Aim of the task:
Output the lines of the records below unchanged, from the line containing "As a warehouse robot's perception module, locate man in" through the line containing "176, 141, 506, 211", including both of those lines.

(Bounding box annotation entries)
[start]

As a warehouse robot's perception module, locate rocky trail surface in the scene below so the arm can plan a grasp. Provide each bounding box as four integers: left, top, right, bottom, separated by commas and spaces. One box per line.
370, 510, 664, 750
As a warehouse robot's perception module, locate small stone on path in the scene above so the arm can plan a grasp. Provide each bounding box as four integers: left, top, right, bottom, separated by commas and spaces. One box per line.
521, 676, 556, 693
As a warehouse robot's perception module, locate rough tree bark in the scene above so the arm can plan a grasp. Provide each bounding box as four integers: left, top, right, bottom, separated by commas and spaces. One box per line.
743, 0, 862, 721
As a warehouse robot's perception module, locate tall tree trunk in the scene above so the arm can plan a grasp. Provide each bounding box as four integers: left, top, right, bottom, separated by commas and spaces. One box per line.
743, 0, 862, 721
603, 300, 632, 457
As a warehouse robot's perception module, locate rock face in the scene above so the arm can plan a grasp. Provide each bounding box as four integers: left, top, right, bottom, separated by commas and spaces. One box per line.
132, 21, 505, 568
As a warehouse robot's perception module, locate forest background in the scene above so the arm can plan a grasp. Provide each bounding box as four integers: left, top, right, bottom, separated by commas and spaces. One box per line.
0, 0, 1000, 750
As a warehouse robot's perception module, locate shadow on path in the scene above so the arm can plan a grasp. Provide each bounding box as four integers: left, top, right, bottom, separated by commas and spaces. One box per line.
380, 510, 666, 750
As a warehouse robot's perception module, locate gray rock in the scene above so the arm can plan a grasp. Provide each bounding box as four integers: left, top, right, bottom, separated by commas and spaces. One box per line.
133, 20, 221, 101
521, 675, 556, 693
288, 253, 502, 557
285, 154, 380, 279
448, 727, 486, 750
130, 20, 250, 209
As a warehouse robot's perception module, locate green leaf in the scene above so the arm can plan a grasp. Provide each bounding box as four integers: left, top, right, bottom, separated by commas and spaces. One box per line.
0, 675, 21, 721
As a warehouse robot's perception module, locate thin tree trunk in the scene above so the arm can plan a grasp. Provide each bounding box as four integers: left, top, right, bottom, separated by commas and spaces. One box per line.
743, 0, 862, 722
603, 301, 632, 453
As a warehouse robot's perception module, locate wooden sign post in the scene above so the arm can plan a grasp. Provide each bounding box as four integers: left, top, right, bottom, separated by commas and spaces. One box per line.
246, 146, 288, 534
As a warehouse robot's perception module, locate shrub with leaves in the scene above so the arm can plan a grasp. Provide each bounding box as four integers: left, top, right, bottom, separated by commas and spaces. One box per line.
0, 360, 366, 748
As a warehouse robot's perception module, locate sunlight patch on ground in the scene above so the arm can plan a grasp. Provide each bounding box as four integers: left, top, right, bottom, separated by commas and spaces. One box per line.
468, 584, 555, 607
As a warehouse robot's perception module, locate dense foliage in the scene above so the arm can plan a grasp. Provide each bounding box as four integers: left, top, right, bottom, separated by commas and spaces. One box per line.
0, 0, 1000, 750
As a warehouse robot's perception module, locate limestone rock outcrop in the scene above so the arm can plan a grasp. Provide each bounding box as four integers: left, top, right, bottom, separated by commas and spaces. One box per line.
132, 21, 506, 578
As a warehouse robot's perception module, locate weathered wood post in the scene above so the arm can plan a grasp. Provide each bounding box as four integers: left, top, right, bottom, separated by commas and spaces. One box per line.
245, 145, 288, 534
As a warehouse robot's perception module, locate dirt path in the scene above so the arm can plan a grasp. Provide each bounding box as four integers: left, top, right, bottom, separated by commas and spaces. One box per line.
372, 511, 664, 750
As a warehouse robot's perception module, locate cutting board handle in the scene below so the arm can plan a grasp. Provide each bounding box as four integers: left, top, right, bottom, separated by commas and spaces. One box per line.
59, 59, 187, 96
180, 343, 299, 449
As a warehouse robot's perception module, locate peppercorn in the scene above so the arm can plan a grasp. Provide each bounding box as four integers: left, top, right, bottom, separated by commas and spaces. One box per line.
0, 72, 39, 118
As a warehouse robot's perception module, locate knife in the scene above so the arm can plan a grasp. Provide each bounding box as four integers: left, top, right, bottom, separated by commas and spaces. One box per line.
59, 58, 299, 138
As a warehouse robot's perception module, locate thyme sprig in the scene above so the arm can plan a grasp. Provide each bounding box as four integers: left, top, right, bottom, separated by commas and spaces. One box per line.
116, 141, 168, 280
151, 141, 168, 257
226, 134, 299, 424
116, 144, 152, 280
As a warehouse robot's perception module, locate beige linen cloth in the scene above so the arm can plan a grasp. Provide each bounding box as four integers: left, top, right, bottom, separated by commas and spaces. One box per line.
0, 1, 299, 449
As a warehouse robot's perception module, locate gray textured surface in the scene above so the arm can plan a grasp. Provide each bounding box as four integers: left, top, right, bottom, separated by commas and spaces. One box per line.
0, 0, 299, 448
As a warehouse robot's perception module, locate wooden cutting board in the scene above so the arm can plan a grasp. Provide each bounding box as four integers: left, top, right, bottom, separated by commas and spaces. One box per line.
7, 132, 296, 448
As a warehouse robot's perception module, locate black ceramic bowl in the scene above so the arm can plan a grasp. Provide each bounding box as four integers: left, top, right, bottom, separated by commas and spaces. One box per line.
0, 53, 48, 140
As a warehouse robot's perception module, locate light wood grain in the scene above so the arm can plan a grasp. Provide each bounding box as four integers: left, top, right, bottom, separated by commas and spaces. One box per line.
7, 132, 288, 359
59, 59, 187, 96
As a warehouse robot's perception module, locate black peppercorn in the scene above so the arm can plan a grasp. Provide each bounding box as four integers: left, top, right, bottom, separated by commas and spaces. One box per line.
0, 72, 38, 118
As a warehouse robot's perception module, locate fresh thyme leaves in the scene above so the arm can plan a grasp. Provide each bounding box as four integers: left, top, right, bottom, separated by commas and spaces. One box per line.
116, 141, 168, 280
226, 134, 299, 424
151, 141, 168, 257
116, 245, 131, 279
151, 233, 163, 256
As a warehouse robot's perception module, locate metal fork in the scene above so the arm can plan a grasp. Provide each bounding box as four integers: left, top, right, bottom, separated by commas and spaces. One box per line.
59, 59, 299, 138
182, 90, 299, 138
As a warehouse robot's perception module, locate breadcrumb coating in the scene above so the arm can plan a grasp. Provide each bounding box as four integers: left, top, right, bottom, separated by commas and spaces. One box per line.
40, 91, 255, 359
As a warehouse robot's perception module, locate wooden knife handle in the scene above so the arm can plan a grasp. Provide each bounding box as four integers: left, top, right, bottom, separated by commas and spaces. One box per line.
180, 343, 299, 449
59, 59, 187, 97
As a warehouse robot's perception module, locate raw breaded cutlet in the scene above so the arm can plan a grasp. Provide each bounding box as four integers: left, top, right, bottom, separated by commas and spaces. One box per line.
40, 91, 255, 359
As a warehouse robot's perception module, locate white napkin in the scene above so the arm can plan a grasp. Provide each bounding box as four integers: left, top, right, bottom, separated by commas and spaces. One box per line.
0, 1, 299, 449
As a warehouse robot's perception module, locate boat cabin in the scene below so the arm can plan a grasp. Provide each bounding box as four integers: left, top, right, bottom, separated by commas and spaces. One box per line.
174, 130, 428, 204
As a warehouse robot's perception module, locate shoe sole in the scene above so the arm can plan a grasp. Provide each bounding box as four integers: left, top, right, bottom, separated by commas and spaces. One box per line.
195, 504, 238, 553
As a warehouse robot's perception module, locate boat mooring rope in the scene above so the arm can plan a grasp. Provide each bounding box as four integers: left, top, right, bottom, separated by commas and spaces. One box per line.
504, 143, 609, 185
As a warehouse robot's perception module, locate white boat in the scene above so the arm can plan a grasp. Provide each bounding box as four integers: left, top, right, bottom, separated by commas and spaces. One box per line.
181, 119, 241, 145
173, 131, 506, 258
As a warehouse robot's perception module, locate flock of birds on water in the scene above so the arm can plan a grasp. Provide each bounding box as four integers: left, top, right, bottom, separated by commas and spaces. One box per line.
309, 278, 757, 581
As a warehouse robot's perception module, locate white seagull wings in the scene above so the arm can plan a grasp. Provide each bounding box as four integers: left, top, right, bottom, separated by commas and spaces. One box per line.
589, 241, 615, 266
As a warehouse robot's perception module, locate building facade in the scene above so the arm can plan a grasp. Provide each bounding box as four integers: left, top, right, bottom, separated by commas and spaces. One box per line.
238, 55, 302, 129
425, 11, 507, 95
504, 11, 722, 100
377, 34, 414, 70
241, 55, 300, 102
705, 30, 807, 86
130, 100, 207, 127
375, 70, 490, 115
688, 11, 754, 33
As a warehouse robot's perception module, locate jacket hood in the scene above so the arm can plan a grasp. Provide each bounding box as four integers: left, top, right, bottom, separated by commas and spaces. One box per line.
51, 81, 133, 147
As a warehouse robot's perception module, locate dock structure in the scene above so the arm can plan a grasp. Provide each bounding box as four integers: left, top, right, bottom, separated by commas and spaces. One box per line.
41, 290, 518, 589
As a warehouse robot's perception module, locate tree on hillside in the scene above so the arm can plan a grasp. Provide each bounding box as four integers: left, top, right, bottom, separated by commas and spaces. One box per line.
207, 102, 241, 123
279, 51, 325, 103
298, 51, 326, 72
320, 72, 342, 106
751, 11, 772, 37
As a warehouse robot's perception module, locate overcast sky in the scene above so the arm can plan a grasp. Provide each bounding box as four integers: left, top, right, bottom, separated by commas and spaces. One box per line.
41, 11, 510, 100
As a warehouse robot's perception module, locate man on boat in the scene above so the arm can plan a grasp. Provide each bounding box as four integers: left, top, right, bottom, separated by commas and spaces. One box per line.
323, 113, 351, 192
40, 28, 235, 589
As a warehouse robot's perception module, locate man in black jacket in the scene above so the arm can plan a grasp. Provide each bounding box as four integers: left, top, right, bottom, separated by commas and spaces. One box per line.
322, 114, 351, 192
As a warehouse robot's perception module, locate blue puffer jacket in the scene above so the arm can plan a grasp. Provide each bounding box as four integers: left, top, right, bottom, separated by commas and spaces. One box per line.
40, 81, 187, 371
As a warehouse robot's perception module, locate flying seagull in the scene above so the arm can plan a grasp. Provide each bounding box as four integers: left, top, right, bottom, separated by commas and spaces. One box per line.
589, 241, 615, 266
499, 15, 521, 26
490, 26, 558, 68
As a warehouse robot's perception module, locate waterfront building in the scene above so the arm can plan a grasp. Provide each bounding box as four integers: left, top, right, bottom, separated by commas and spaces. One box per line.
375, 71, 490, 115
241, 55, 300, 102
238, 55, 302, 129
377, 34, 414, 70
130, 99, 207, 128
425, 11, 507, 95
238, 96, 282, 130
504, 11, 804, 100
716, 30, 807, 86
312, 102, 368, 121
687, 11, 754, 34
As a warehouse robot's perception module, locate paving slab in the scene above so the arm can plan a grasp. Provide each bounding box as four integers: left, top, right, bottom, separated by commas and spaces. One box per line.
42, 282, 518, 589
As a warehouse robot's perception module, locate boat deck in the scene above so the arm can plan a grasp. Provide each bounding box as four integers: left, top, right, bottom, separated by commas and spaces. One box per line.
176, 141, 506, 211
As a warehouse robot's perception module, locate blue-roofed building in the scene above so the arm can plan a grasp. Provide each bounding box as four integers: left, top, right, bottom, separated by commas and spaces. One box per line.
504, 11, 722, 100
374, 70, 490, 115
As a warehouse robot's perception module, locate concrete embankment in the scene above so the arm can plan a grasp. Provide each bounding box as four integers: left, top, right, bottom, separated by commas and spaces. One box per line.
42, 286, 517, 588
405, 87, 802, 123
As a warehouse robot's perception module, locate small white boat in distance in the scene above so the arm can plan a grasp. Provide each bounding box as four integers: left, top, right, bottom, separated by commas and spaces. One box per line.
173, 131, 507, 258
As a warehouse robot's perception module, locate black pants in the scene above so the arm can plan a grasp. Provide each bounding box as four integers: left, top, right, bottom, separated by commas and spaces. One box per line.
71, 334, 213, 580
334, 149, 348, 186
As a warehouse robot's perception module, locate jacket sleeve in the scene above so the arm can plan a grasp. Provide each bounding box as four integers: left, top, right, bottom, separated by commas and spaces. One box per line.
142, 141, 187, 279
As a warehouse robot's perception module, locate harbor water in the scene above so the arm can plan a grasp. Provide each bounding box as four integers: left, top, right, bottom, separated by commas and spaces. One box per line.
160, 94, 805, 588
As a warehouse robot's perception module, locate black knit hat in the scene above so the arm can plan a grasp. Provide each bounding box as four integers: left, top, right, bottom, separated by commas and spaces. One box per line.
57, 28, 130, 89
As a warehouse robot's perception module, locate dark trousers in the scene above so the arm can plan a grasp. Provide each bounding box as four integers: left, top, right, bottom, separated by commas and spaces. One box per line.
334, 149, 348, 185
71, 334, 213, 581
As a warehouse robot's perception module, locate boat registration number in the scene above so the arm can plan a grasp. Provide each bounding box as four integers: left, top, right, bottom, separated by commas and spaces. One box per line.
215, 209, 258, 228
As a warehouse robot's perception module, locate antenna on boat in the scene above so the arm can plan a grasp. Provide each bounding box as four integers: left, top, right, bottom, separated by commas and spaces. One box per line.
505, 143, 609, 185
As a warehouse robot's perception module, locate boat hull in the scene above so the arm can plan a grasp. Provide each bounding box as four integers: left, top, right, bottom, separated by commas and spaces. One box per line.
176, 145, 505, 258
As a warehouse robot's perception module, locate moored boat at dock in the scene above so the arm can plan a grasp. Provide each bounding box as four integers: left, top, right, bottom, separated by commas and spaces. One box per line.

[end]

Output for this task:
As a warehouse robot's perception module, locate man in black jacket in the scene above so the arm can plan a grasp. Provide each bounding box as four integers: left, top, right, bottom, separated by commas and spaces. One box per line.
322, 114, 351, 192
As a warehouse robot's perception module, locate blue puffer jacket in the scene above so the arm can plan a grasp. Provide each bounding box as four integers: left, top, right, bottom, separated by commas and spaces. One box per line.
40, 81, 187, 371
As a warehouse robot's perception module, locate flying seagull in the scene above so the arm can plan a grasp. Provide each bounding box as four integers: left, top, right, bottom, separated by commas and spaces. One box per line.
589, 241, 615, 266
499, 15, 521, 26
490, 26, 558, 68
As a warehouse robot's perception module, locate waterfront building in the scene above so the arm can plan a grasp. Provide each bounding box as four integers: left, top, right, bottom, separated by commas and spaces. One box per line.
375, 71, 490, 115
241, 55, 300, 102
238, 55, 302, 129
377, 34, 414, 70
130, 99, 207, 128
425, 11, 507, 95
238, 96, 282, 130
504, 11, 804, 100
716, 30, 807, 86
312, 102, 368, 121
687, 11, 754, 34
As a warehouse robot's perception module, locate paving slab in the scene above so the arm can plan a grasp. Provide each bounding box as four integers: left, top, right, bottom, separated by commas and spaces. One box per line.
42, 282, 518, 589
As a warehouse robot's perception module, locate boat deck in the scene above so the arm can plan a grasp. Provide each bounding box as four integers: left, top, right, bottom, separated by commas and spaces. One box per line.
176, 141, 506, 211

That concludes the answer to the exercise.